**Exercise**:
Pick up the passage on how floods and tides may trigger turbidity currents in the Congo Canyon and continue it from its final sentence.

[Source passage Boundary: Start]

Past work on how floods cause turbidity currents has often focussed on a model in which the floodwater has enough sediment to become denser than seawater, so that the river-plume plunges to move directly along the seabed as a ‘hyperpycnal flow’27,28,51. This model can be ruled out for the turbidity currents that flushed the Congo Canyon, because of the significant delay between peak flood discharge and these submarine flows (Fig. 3). The Congo River also has relatively low suspended sediment concentrations, making it unlikely to trigger hyperpycnal flows52.

However, two other models could explain how floods and spring tides may combine to generate these canyon-flushing flows (Supplementary Fig. 4). In the first model, floods drive large amounts of sand-dominated bedload across the submarine canyon head (‘x’ in Fig. 1D and Supplementary Fig. 4a). This causes the canyon-lip to prograde rapidly, and then collapse, forming a powerful turbidity current30,49. A significant time delay occurs between flood peaks and all four canyon-flushing flows (Figs. 3 and 4). Thus, although rapidly deposited flood-sediment may prime the canyon-head for failure, it must remain close to failure for weeks to months after the flood, until a minor perturbation sometimes associated with spring tides triggers final failure30,49,50. Those perturbations might include expansion of gas bubbles in sediment53 or increased bedload transport at spring ebb tides54.

A second model is that major floods supply large amounts of fine-grained mud, which is then stored within the estuary for weeks to months, before being released primarily at spring tides (Supplementary Figs. 4c and 5). This mud is initially dispersed via surface plumes55 (Fig. 1D), but settles onto the seabed across the entire estuary (Fig. 1D). Field observations (R. Nunny, pers. comm., 2021) from an extensive shallow-water plateau upstream of Soyo (Supplementary Fig. 4a) show that a mud layer accumulates throughout the year (Supplementary Fig. 5). During periods of elevated river discharge, and especially when spring ebb tides also occur, the freshwater plume touches-down across this shallow-water plateau. This causes mud to be resuspended, forming highly-mobile fluid-mud layers56 that are several metres thick (Supplementary Figs. 4 and 5). These fluid-mud layers then drain into tributary canyon-heads, where they may directly generate turbidity currents, or produce unstable deposits that fail to produce even larger turbidity currents (Supplementary Figs. 4 and 5). Near-bed estuarine circulation may also help to trap fine sediment in this second model57 (Supplementary Discussion). It is unclear which process(es) generated canyon-flushing turbidity currents, due to lack of observations from the river-mouth.

[Source passage Boundary: End]
[Provided data Boundary: Start]

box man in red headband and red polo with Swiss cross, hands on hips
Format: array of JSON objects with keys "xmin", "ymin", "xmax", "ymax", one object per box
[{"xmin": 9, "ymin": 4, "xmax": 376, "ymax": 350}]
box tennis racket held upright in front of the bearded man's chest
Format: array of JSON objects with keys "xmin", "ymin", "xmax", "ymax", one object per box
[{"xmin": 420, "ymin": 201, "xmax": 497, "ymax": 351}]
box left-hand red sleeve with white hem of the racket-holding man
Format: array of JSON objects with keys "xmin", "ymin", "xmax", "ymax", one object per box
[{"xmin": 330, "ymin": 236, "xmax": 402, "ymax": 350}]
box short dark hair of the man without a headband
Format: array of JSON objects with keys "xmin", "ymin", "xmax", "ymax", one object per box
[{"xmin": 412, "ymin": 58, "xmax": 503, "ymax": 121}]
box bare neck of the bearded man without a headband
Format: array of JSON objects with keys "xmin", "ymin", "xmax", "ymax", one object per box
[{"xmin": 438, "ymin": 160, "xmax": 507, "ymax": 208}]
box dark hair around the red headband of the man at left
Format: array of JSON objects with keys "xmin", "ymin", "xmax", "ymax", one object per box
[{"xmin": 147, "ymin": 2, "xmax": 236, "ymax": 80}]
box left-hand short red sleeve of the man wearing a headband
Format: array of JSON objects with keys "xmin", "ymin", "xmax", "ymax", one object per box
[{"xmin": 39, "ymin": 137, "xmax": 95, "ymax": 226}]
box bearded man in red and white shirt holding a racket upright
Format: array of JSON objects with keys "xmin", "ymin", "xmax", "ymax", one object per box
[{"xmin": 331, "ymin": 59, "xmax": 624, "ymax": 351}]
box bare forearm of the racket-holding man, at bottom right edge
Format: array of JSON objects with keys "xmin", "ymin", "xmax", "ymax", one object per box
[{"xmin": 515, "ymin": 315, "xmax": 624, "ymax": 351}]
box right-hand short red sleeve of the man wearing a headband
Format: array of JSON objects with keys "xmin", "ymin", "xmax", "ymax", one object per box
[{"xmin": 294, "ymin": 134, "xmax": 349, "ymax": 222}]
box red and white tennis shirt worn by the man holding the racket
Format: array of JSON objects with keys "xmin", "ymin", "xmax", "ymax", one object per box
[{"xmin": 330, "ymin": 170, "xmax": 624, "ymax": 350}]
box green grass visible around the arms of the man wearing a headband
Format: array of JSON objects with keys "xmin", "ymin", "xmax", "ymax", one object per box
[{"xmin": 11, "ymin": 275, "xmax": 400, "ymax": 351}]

[Provided data Boundary: End]

**Written answer**:
To understand how turbidity currents transfer sediment from river-mouths to the deep-sea, we also need to understand why some turbidity currents increase in power and runout for exceptional distances into the deep-sea, while other flows terminate in shallow water. It has been theorised that turbidity currents, which erode sediment become denser, and thus accelerate, causing increased erosion, and further acceleration (termed ‘ignition’36). Alternatively, turbidity currents that deposit sediment decelerate, leading to further deposition (‘dissipation’). These positive feedbacks could produce thresholds in behaviour that depend on small differences in initial flow state36. It has also been proposed that flows could achieve a near-uniform state in which erosion is balanced by sediment deposition, termed ‘autosuspension’36. However, it was previously contentious whether ignition or autosuspension were reproduced in relatively slow laboratory-scale turbidity currents, and ignition had not been documented clearly in the field.

This study documents unambiguously that field-scale turbidity currents can ignite, and that ignition can occur over exceptionally long (~1000 km) distances (Fig. 5A). This acceleration cannot be explained by seabed gradients that decrease with distance (Fig. 5C), or canyon-channel width that is broadly uniform with distance (Fig. 5D). However, acceleration is associated with large (2.68 km3 [>1.00 km3]) volumes of erosion (Fig. 6 and Table 1).

Fig. 6: Changes in seabed elevation, and patterns of localised seabed erosion, along two sections of the upper Congo Canyon between September–October 2019 and October 2020.
figure 6

Depth of erosion is shown in red, with (hillshaded) bathymetry from 2019 shown underneath in grey-scale. A Location where deep erosion in 2019–2020 is associated with knickpoints (steeper zones in canyon long-profile), between moorings M4 and A2/M1 (see Fig. 1b for mooring locations). Note also the prominent canyon side-wall failures in 2019–2020 (blue arrows), and an older (pre-2019) landslide-dam (black arrow) that created a major knickpoint64. B Location between moorings A3 and M2/9 (Fig. 1b) where turbidity currents in 2019–2020 caused much less erosion of the canyon floor. Also see Supplementary Figs. 7 and 8 for additional maps showing patterns and magnitudes of seafloor erosion.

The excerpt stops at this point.